» DO THIS
Repeat each record below exactly as given.

» EXTRACTED ENTRIES
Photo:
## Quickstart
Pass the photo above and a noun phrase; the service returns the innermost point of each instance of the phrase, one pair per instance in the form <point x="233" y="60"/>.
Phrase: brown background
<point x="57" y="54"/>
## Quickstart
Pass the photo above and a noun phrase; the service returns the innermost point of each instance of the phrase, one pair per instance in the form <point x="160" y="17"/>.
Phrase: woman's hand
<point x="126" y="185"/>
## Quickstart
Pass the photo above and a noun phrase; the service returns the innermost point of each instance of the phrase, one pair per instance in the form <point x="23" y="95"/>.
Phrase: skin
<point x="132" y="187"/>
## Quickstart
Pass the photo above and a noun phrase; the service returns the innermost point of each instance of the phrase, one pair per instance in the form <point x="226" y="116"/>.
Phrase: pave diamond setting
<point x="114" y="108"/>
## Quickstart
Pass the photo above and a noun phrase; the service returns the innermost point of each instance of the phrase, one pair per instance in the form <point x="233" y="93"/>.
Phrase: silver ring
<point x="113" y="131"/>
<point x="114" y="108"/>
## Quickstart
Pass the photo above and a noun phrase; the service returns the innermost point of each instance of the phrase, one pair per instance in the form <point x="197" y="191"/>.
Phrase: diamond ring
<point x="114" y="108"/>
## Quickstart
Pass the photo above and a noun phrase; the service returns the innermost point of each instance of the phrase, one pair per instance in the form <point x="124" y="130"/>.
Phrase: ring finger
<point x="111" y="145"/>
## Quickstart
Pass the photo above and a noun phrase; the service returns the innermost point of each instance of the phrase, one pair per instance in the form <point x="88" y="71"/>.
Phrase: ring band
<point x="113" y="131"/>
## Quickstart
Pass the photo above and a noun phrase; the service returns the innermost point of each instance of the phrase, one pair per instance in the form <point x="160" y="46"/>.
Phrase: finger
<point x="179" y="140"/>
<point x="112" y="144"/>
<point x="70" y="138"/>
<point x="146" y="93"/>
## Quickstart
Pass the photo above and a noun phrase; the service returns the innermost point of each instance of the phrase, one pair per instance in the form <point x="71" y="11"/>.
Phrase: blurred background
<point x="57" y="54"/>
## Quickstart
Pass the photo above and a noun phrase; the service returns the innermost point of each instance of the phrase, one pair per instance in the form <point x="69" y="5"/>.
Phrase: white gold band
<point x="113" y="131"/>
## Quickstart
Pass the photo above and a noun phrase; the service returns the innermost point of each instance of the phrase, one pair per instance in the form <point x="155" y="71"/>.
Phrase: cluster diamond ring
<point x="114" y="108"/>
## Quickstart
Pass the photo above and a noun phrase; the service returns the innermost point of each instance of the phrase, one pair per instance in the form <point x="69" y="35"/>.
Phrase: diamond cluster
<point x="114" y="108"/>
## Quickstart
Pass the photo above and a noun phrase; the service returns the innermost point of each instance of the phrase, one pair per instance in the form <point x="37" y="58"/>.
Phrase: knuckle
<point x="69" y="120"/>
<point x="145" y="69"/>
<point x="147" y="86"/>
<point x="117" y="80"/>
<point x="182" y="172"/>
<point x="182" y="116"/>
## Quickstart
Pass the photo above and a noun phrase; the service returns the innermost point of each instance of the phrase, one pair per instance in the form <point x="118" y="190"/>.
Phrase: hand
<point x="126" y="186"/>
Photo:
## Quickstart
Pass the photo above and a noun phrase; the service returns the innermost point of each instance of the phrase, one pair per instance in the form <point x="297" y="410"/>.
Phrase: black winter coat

» SOLVED PROBLEM
Photo:
## Quickstart
Pass the photo above and a noun phrase; the service returns the innermost point of each instance of the phrase, one pair per instance in the form <point x="233" y="60"/>.
Phrase: brown background
<point x="57" y="54"/>
## Quickstart
Pass the photo above and a noun phrase; the service returns the innermost point of each instance of the phrase, one pair per instance in the form <point x="160" y="17"/>.
Phrase: woman's hand
<point x="126" y="185"/>
## Quickstart
Pass the photo above and a noun phrase; the service returns the innermost point of each instance of the phrase, one pair per instance in the form <point x="23" y="95"/>.
Phrase: skin
<point x="132" y="187"/>
## Quickstart
Pass the photo above and a noun phrase; the service returns the innermost point of each instance of the phrase, one pair per instance in the form <point x="226" y="116"/>.
Phrase: pave diamond setting
<point x="114" y="108"/>
## Quickstart
Pass the photo above and a noun phrase; the service returns the innermost point of each instance of the phrase, one pair per instance in the form <point x="233" y="93"/>.
Phrase: silver ring
<point x="113" y="131"/>
<point x="114" y="108"/>
## Quickstart
Pass the photo above and a noun phrase; the service returns the innermost point of each instance of the phrase, one pair per instance in the form <point x="197" y="191"/>.
Phrase: diamond ring
<point x="114" y="108"/>
## Quickstart
Pass the photo above and a noun phrase; the service returns the innermost point of each instance of the phrase, one pair per instance in the form <point x="124" y="130"/>.
Phrase: ring finger
<point x="111" y="145"/>
## Quickstart
Pass the photo above and a noun phrase; the service returns the innermost point of each instance of the phrase, one pair per instance in the form <point x="88" y="71"/>.
Phrase: ring band
<point x="113" y="131"/>
## Quickstart
Pass the photo above and a noun phrase; the service returns the innermost point of each instance of the phrase, one pair per instance in the form <point x="160" y="46"/>.
Phrase: finger
<point x="179" y="140"/>
<point x="112" y="144"/>
<point x="70" y="138"/>
<point x="146" y="93"/>
## Quickstart
Pass the photo above and a noun phrase; the service returns the innermost point of each instance of the phrase, one pair per instance in the form <point x="71" y="11"/>.
Phrase: blurred background
<point x="57" y="54"/>
## Quickstart
Pass the photo above and a noun phrase; the service returns the innermost point of each instance of the phrase, one pair per instance in the form <point x="69" y="5"/>.
Phrase: white gold band
<point x="113" y="131"/>
## Quickstart
Pass the photo above and a noun phrase; the service returns the innermost point of each instance of the phrase, one pair per instance in the form <point x="155" y="71"/>.
Phrase: cluster diamond ring
<point x="114" y="108"/>
## Quickstart
Pass the photo above and a noun phrase; the service returns the innermost point of each instance of the phrase, one pair per instance in the form <point x="69" y="35"/>.
Phrase: diamond cluster
<point x="114" y="108"/>
## Quickstart
Pass the photo above and a noun phrase; the service returns the innermost point of each instance of the phrase, one pair per instance in the form <point x="37" y="58"/>.
Phrase: knuckle
<point x="69" y="120"/>
<point x="145" y="69"/>
<point x="147" y="86"/>
<point x="117" y="80"/>
<point x="182" y="172"/>
<point x="182" y="116"/>
## Quickstart
Pass the photo above and a noun phrase; the service returns the innermost point of each instance of the phrase, one pair per instance in the form <point x="118" y="190"/>.
Phrase: hand
<point x="126" y="186"/>
Photo:
## Quickstart
Pass the photo above and a noun phrase; the service returns the innermost point of each instance of the phrase, one pair per instance in the form <point x="297" y="410"/>.
Phrase: black winter coat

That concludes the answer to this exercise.